What the exercise asks
Copy the records verbatim from their first line through the line containing "POLYGON ((245 82, 247", including that line.

______________________________

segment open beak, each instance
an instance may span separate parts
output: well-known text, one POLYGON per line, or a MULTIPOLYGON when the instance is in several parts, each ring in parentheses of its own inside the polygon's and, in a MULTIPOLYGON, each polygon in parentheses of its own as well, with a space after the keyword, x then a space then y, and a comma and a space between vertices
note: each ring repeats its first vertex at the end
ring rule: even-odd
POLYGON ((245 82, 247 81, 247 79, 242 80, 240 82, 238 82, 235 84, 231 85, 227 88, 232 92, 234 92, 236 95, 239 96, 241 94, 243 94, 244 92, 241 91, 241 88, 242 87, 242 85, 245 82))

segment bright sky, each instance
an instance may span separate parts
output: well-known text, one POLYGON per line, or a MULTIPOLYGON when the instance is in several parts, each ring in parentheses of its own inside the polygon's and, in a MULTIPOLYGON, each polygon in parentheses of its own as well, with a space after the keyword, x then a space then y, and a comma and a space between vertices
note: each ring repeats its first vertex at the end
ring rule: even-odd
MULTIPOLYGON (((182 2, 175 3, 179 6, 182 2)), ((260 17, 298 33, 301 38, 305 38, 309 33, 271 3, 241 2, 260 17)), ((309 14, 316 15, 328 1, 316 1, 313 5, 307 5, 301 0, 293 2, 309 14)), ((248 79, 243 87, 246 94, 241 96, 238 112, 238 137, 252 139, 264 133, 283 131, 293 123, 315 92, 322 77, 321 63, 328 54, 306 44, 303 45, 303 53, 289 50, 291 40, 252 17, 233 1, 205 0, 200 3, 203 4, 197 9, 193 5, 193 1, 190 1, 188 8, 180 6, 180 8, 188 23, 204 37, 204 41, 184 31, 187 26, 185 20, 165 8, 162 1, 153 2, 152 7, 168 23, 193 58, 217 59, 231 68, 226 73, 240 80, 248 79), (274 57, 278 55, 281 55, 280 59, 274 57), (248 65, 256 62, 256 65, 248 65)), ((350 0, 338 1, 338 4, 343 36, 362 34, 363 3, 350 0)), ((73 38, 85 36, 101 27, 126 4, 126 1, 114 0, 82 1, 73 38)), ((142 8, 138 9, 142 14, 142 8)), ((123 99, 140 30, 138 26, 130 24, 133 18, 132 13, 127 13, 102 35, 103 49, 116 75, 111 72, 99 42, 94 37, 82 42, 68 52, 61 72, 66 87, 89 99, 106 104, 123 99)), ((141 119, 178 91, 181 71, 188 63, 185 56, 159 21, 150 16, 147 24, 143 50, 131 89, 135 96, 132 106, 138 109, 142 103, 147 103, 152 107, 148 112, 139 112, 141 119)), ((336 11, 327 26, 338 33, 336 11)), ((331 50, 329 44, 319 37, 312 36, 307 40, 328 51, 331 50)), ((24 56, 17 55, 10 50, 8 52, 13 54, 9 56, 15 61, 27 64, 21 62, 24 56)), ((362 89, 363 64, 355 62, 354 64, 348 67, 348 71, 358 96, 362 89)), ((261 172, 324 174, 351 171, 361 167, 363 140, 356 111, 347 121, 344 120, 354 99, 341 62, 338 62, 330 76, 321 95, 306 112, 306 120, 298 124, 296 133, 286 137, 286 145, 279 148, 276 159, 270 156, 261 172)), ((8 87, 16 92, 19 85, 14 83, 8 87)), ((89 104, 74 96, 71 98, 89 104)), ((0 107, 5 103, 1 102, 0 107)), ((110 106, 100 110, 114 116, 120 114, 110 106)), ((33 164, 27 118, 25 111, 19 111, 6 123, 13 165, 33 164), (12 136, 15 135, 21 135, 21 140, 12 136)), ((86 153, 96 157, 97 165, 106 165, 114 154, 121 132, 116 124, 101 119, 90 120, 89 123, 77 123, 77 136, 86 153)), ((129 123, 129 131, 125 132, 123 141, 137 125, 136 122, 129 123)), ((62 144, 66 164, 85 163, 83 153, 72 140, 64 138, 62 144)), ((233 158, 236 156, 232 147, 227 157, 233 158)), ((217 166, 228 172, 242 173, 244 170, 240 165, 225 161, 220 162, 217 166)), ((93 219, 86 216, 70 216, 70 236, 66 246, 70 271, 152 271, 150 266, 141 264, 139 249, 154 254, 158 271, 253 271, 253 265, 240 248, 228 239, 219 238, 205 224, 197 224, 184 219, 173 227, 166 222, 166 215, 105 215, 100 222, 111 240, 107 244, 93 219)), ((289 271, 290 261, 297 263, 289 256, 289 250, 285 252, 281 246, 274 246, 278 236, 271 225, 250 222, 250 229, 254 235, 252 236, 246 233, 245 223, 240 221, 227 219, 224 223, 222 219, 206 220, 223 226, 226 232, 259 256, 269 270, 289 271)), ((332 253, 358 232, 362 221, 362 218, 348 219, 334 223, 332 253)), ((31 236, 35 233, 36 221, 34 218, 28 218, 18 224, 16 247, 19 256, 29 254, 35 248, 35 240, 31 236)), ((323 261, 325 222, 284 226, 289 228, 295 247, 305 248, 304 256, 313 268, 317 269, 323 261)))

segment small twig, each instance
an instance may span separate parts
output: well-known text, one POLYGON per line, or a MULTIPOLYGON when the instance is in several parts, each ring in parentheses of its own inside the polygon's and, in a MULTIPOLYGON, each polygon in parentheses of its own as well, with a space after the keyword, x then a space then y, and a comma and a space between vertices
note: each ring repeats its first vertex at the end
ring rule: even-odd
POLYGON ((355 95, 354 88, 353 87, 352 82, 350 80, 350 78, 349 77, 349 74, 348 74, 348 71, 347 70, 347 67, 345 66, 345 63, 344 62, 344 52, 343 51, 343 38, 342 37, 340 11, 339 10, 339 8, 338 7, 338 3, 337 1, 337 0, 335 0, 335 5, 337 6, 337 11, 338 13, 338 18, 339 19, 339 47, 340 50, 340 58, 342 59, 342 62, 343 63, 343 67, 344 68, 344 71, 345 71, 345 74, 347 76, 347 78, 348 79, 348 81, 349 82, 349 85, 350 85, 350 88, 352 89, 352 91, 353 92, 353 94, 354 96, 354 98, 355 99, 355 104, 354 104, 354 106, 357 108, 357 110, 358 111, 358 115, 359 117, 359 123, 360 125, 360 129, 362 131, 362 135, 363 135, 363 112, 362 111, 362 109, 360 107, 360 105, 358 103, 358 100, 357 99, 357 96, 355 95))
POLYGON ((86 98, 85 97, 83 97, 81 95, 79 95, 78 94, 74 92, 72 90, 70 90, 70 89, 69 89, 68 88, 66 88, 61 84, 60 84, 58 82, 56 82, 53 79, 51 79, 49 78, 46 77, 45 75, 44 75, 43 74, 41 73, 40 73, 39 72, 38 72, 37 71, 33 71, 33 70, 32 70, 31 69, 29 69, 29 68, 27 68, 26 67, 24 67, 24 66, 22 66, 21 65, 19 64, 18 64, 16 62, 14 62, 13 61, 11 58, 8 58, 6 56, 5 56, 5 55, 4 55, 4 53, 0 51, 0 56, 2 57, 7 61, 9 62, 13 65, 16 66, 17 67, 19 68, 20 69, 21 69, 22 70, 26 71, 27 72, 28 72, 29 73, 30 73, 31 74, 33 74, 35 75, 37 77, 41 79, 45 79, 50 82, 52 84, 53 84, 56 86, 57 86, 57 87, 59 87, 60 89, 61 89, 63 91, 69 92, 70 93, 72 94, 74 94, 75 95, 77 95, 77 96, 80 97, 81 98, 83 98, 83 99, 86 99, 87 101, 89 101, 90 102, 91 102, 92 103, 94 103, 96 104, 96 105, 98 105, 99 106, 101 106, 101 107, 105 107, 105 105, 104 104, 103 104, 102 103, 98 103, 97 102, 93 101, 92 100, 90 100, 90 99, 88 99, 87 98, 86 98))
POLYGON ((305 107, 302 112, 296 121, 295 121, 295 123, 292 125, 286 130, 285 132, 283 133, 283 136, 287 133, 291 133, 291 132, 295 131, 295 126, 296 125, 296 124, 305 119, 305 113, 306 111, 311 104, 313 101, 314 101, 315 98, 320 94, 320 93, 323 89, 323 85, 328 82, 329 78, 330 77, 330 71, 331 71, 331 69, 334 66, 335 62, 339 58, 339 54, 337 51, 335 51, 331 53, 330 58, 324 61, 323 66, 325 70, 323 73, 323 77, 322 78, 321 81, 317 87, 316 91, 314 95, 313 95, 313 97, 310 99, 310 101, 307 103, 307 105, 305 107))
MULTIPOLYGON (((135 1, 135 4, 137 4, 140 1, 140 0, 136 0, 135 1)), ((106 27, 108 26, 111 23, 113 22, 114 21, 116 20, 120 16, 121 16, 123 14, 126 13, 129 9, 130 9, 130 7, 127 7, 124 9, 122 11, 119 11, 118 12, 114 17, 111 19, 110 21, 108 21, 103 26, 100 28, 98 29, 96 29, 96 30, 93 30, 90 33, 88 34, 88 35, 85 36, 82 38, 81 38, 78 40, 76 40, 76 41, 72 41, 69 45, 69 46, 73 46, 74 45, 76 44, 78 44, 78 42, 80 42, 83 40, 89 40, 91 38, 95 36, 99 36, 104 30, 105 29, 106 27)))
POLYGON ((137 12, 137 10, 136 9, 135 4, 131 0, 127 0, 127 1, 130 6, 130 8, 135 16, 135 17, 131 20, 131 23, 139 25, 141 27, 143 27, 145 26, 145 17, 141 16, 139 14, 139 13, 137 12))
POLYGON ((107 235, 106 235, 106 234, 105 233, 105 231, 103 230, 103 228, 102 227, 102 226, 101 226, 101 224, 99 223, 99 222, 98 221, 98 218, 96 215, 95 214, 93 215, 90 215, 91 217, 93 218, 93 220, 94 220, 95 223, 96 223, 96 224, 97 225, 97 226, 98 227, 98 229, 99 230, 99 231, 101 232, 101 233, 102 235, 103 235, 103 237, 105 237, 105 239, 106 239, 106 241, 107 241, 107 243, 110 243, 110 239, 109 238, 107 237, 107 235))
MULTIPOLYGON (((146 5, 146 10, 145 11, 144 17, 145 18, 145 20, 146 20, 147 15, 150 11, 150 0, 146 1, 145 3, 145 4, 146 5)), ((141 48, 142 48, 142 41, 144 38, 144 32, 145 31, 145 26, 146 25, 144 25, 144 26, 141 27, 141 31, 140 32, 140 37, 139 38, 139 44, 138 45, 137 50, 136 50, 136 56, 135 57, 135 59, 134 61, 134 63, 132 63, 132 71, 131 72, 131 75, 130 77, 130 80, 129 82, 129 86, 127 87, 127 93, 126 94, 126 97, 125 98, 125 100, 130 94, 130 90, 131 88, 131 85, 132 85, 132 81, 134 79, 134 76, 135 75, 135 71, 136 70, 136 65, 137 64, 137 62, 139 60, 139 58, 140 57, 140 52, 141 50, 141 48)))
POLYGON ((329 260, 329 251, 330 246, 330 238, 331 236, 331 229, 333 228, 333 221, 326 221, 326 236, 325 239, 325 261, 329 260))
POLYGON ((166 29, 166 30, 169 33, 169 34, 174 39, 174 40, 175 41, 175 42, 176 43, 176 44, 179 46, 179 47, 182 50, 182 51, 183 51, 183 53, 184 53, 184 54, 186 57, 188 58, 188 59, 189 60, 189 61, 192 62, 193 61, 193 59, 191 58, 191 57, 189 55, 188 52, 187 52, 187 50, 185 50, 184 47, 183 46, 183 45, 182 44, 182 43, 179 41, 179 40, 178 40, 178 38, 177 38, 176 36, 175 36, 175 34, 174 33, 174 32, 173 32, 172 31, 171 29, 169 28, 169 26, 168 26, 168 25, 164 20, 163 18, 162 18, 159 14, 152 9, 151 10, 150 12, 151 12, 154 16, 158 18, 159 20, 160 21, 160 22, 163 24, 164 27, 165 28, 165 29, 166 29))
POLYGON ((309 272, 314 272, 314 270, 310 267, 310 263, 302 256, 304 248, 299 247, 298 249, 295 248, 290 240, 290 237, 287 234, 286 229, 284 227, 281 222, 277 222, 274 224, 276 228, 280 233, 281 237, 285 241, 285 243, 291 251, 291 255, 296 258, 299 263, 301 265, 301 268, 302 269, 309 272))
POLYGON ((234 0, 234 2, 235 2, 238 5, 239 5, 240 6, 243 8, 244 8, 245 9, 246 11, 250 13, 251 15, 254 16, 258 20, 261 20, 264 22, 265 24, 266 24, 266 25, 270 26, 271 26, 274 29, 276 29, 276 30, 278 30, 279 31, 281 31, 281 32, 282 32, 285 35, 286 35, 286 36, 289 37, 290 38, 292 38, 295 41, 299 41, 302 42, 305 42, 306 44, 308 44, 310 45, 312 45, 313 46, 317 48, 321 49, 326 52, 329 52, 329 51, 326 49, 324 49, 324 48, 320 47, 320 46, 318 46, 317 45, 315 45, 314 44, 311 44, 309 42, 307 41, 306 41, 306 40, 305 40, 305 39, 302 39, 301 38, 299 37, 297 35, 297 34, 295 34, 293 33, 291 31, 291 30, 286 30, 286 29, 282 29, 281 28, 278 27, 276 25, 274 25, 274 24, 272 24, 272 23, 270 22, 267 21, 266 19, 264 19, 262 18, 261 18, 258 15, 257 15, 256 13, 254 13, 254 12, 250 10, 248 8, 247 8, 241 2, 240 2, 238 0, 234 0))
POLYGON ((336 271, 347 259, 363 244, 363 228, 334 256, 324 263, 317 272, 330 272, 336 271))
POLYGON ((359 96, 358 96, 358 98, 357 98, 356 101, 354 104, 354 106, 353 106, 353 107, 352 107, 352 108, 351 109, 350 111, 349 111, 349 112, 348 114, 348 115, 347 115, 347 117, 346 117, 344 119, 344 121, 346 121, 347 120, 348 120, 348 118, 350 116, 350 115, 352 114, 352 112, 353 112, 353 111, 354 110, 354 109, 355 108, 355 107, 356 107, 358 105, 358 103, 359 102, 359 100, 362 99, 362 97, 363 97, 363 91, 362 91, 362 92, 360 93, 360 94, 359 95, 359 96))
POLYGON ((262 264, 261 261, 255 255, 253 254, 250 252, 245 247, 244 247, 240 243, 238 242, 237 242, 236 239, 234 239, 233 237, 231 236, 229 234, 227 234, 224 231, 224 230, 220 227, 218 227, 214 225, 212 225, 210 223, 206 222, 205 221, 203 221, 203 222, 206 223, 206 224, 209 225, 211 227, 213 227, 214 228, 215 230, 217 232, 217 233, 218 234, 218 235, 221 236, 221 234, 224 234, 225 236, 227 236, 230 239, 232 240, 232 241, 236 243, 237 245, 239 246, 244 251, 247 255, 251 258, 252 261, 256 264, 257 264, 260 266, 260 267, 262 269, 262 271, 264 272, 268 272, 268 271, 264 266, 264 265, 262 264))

______________________________

Exercise result
segment open beak, each instance
an instance may span separate parts
output: well-known text, one POLYGON per line, or a MULTIPOLYGON when the instance is in several parts, each ring in parentheses of its own inside the polygon's and, in a MULTIPOLYGON, each polygon in parentheses of its own as well, with a space after the keyword, x then a space then y, and a comma and a space between vertices
note: each ring repeats its first vertex at the end
ring rule: even-odd
POLYGON ((245 82, 247 81, 247 79, 242 80, 240 82, 238 82, 235 84, 231 85, 227 88, 232 92, 234 92, 236 95, 239 96, 241 94, 243 94, 244 92, 241 91, 241 88, 242 87, 242 85, 245 82))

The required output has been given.